▸ Text shown
The Man, the Myth, the Legend. The catch of a lifetime for most of us is just another day on the water for Jim Nielson. In this article, you will get a special glimpse into the mind of a flyfishing legend, in his own words. You can also receive personal tutelage from Jim most any day on the GRF Message Boards.

        There are but a handful of living legends in the world of flyfishing: Dave Whitlock, Izaak Walton, and Lefty Kreh are members of this exclusive fraternity. Georgia River Fishing has it's own sage of flyfishing knowledge in the person of  Jim Nielson. The one thing that sets Jim apart from the mere mortals of the flyfishing world is that Jim is an innovator. He is always looking for new methods and techniques to make the experience of flyfishing even more successful and rewarding. And the best thing about Jim: He's a Giver. We here at GRF reap the benefits of Jim's willingness to share his breakthroughs in all aspects of flyfishing, and when Jim holds court on fishing-related topics, we elbow and push one another, trying to get the best seat at the feet of the master. Since my level of fishing mastery and communication skills are so feeble, I will turn the floor over to Jim Nielson. Savor and cherish these words from one of flyfishing's most brilliant minds...

Nielson's epiphany on the art of flytying....

▸ Extracted records
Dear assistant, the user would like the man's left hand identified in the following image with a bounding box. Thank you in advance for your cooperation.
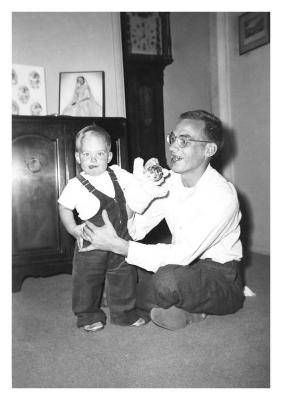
[80,210,118,252]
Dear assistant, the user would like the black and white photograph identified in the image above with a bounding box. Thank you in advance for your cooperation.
[8,3,274,399]
[59,71,105,117]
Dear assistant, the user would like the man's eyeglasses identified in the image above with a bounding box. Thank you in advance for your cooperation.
[166,132,212,148]
[80,150,108,161]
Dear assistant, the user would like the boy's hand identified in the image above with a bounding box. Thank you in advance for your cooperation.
[133,157,169,186]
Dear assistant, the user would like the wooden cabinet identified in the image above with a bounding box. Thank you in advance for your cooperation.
[12,116,128,291]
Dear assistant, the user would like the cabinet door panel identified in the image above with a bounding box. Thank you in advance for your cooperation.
[13,135,59,252]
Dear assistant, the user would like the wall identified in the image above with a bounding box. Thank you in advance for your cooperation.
[13,12,270,253]
[12,12,125,117]
[228,13,270,254]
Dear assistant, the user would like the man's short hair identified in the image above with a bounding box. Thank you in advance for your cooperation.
[75,123,111,151]
[179,110,224,151]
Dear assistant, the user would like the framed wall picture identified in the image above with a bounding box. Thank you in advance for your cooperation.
[59,71,105,117]
[12,64,47,115]
[239,12,270,55]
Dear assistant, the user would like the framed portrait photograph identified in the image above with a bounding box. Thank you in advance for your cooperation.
[12,64,47,115]
[239,12,270,55]
[59,71,105,117]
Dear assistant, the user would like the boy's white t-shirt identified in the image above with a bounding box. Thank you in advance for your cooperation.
[58,165,133,221]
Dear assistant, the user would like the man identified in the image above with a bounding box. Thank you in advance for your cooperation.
[80,110,244,330]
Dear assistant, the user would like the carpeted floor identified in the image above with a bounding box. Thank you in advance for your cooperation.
[13,254,270,388]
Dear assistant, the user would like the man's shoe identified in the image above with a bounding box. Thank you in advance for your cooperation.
[130,318,146,326]
[83,322,104,332]
[151,306,206,331]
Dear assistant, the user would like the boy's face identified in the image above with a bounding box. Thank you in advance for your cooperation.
[75,134,113,176]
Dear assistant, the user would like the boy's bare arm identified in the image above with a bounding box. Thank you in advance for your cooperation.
[59,204,84,244]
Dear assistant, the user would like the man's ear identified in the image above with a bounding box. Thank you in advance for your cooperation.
[206,143,217,157]
[75,151,80,164]
[108,151,113,163]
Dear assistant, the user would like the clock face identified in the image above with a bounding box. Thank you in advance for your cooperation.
[127,12,162,55]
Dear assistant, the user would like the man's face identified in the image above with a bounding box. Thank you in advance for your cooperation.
[169,119,208,174]
[75,134,112,176]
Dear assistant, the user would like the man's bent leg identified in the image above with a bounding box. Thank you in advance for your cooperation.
[152,259,244,315]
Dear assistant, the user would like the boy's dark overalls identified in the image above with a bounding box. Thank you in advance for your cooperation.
[72,168,139,327]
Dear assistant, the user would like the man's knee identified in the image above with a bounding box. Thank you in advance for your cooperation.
[153,265,178,290]
[152,265,179,308]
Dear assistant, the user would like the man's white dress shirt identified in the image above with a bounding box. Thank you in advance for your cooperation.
[126,165,242,272]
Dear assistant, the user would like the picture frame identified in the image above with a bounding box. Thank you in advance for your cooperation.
[12,64,47,115]
[59,71,105,117]
[239,12,270,55]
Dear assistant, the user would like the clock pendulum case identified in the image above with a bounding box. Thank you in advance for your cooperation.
[121,12,173,170]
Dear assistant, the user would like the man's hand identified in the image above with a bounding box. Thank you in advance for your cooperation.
[71,223,85,249]
[80,210,128,256]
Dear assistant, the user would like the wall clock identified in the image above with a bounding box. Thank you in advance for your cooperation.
[121,12,171,57]
[121,12,172,169]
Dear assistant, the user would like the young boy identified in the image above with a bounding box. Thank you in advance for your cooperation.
[58,125,165,332]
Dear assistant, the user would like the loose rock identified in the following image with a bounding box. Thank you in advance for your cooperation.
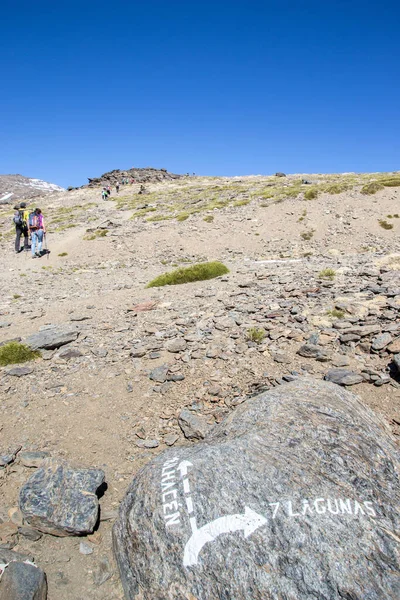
[19,458,104,536]
[113,379,400,600]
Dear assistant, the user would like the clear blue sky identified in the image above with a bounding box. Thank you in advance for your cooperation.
[0,0,400,186]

▸ What you have to do
Revise the stretch of the fishing profile from "The Man, the" through "GRF Message Boards.", putting "look" in place of "glimpse". Work from the text alone.

▸ Solution to the problem
The Man, the Myth, the Legend. The catch of a lifetime for most of us is just another day on the water for Jim Nielson. In this article, you will get a special look into the mind of a flyfishing legend, in his own words. You can also receive personal tutelage from Jim most any day on the GRF Message Boards.